Exercise details - Word for word, write out the entries that follow, omitting all pictures.

/---

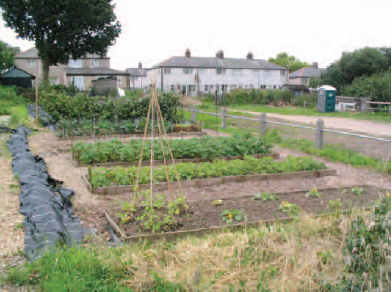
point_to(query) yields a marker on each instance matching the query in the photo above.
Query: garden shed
(17, 77)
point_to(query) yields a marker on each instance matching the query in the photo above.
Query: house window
(75, 63)
(54, 80)
(95, 63)
(32, 63)
(220, 71)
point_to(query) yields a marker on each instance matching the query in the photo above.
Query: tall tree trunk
(45, 69)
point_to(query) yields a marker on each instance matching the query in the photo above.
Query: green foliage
(70, 270)
(66, 128)
(364, 63)
(7, 54)
(377, 87)
(289, 208)
(205, 147)
(229, 216)
(334, 153)
(369, 248)
(10, 98)
(217, 202)
(61, 106)
(283, 59)
(63, 29)
(335, 204)
(358, 191)
(104, 177)
(266, 197)
(313, 193)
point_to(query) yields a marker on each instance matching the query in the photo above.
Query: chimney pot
(249, 56)
(220, 54)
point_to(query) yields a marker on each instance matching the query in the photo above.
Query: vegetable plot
(205, 147)
(103, 177)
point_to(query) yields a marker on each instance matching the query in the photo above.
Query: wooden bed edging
(199, 134)
(210, 182)
(169, 161)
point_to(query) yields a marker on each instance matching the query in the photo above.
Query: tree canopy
(7, 54)
(283, 59)
(63, 29)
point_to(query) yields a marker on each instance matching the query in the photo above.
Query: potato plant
(104, 177)
(205, 147)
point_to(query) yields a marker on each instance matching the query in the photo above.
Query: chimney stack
(187, 53)
(249, 56)
(220, 54)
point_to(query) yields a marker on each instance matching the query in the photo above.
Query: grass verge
(337, 253)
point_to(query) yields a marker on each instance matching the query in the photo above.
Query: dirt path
(12, 235)
(350, 125)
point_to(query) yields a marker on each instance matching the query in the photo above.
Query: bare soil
(202, 213)
(347, 124)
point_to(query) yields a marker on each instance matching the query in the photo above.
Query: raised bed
(202, 217)
(211, 182)
(169, 161)
(68, 147)
(140, 135)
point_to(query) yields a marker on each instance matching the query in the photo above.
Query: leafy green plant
(265, 197)
(289, 208)
(217, 202)
(357, 191)
(205, 147)
(335, 204)
(313, 193)
(124, 218)
(229, 216)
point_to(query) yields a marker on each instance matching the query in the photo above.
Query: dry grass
(300, 256)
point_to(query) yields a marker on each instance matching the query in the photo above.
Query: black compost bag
(49, 218)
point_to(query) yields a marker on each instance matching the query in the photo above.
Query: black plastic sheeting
(49, 218)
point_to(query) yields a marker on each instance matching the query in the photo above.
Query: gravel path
(346, 124)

\---

Final answer -
point_to(query) yields a marker on each instance matching the query in the photo above.
Query: garden shed
(17, 77)
point_to(query) yields a marker on each instance matching the query in the photo above.
Query: house window
(75, 63)
(54, 80)
(95, 63)
(32, 63)
(220, 71)
point_to(query) yields a marker on each instance matching the query in the photo above.
Query: tall tree trunk
(45, 69)
point_to(query) yields a marker on each instance matching the query in the photo above.
Query: green foliage
(70, 270)
(66, 128)
(364, 63)
(7, 54)
(377, 87)
(289, 208)
(205, 147)
(229, 216)
(334, 153)
(369, 248)
(10, 98)
(217, 202)
(61, 106)
(283, 59)
(63, 29)
(335, 204)
(358, 191)
(104, 177)
(266, 197)
(313, 193)
point_to(query) yields a marker on each instance matching the query in the photo above.
Query: chimney pot
(249, 56)
(220, 54)
point_to(query) yields a marker on each instance matching the query in the photo above.
Query: vegetable plot
(205, 147)
(103, 177)
point_to(query) yields a marker on each instance matching the query in the photo above.
Query: wooden bed edging
(199, 134)
(210, 182)
(169, 161)
point_to(query) yields a marker on each instance matching the query in the photo above.
Query: tree canopy
(7, 54)
(283, 59)
(63, 29)
point_to(query) yields a marker on each instance matching the query in the photo above.
Query: potato plant
(104, 177)
(205, 147)
point_to(query) yields a marker on each instance matching the query in the photo above.
Query: chimney stack
(187, 53)
(249, 56)
(220, 54)
point_to(query) yields a marker on each instance matching the query in the photo above.
Query: grass verge
(337, 253)
point_to(query) yields a marker on each instance matching the query in the photo above.
Query: dirt path
(12, 235)
(350, 125)
point_to(query) yields a marker on each instance matching the query in the photo above.
Query: bare soil
(202, 213)
(347, 124)
point_to(query) yields a marker on each instance matching the query in the photo above.
Query: raised bed
(202, 217)
(211, 182)
(169, 161)
(68, 147)
(140, 135)
point_to(query) yields a marker on each instance matching the query in the photo above.
Query: leafy green plant
(265, 197)
(289, 208)
(217, 202)
(357, 191)
(205, 147)
(335, 204)
(313, 193)
(124, 218)
(229, 216)
point_to(query) yields a marker on each instance matching the query in the photo above.
Query: dry grass
(300, 256)
point_to(query) yields a marker on each instance matching the query in the photo above.
Query: black compost bag
(49, 218)
point_to(query) yields a marker on each instance matching the query in the photo above.
Query: black plastic sheeting
(49, 218)
point_to(query) yields a marker on each instance matching the query in the photo above.
Query: gravel path
(346, 124)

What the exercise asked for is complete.